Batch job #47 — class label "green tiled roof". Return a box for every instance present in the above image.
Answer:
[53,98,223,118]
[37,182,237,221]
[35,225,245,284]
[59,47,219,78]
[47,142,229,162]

Objective:
Copy every row above word for word, changing nothing.

Result of this task:
Batch job #47 — class label "green tiled roof". Return a box for every instance present in the above image.
Answer:
[53,98,223,118]
[37,182,237,221]
[35,225,245,284]
[59,47,219,78]
[47,142,229,162]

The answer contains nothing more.